====== Information shown
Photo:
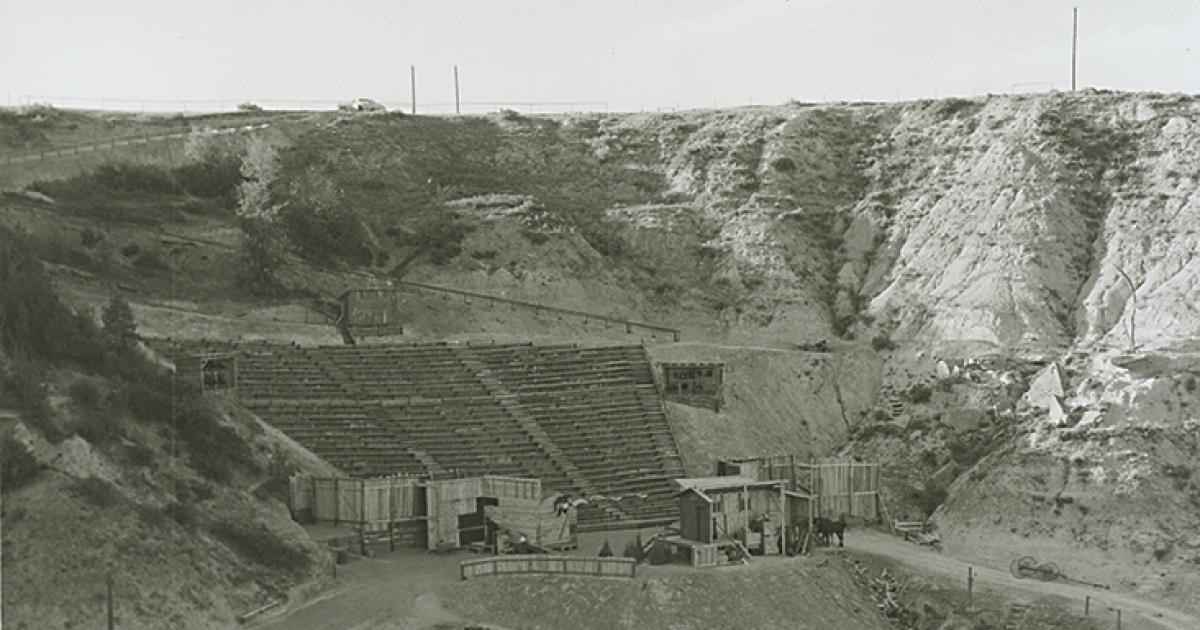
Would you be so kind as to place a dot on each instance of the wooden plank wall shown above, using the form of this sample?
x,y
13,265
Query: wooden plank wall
x,y
549,564
511,487
534,519
847,489
370,503
843,486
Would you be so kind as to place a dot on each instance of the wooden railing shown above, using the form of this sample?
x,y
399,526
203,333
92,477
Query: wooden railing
x,y
587,317
126,141
549,564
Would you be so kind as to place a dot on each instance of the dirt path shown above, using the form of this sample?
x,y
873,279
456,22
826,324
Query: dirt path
x,y
391,591
931,562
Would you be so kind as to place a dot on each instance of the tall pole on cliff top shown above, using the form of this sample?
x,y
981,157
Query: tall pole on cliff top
x,y
412,82
1074,43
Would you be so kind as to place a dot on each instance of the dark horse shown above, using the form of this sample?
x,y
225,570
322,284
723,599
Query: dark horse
x,y
826,529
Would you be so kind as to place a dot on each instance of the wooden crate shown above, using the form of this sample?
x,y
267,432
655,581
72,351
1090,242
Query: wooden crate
x,y
707,556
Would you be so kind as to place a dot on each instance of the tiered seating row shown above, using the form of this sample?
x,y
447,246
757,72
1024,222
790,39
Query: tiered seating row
x,y
366,409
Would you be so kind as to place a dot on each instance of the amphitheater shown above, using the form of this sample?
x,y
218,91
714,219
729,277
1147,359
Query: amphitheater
x,y
585,420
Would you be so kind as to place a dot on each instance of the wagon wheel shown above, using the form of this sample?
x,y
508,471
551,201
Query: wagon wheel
x,y
1049,571
1024,567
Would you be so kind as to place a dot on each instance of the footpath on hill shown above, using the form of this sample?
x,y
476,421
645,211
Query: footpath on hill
x,y
1137,611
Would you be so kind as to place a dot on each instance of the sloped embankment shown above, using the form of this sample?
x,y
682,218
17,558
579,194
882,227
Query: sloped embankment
x,y
774,402
802,593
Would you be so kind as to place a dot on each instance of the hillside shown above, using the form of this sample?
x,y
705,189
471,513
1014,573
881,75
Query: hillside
x,y
997,235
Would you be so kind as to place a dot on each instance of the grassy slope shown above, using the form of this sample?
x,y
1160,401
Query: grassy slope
x,y
183,551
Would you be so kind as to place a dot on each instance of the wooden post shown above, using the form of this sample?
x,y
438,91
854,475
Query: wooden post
x,y
457,109
970,585
1074,42
112,618
785,515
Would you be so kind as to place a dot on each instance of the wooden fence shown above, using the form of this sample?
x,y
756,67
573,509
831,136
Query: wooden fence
x,y
847,489
549,564
370,503
837,486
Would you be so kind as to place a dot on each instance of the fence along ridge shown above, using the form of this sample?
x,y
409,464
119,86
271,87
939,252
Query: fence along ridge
x,y
629,323
127,141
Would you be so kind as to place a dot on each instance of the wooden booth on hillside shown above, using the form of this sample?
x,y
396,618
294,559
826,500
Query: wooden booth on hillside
x,y
438,515
726,517
210,371
838,487
372,311
697,384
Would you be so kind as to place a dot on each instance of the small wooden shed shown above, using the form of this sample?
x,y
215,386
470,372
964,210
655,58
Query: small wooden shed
x,y
694,383
754,513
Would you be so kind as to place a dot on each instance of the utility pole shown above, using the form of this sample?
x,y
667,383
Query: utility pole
x,y
457,109
1074,43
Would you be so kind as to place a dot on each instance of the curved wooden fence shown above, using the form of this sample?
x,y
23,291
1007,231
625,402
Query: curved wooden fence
x,y
549,564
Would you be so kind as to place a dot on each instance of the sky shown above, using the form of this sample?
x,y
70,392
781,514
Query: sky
x,y
611,54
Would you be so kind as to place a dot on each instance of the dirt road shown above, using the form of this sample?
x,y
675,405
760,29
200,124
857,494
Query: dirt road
x,y
113,143
1135,611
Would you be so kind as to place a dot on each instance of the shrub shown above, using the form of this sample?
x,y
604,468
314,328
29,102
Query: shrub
x,y
185,514
135,178
535,238
141,455
1180,472
96,491
149,262
784,165
882,342
438,237
151,516
18,467
85,394
103,426
34,323
965,453
91,238
327,237
25,389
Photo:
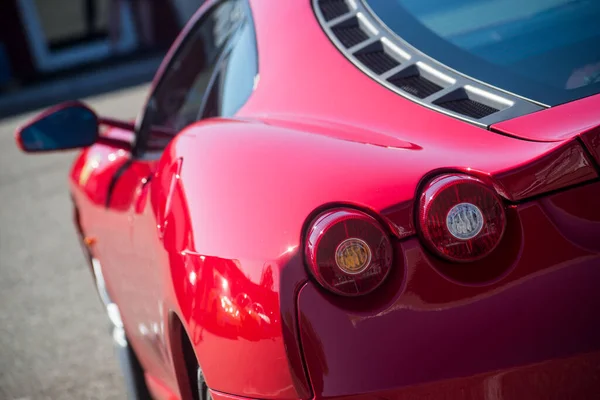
============
## What is required
How many lines in the data above contain the string "seating"? Reply with the number only.

## Correct output
2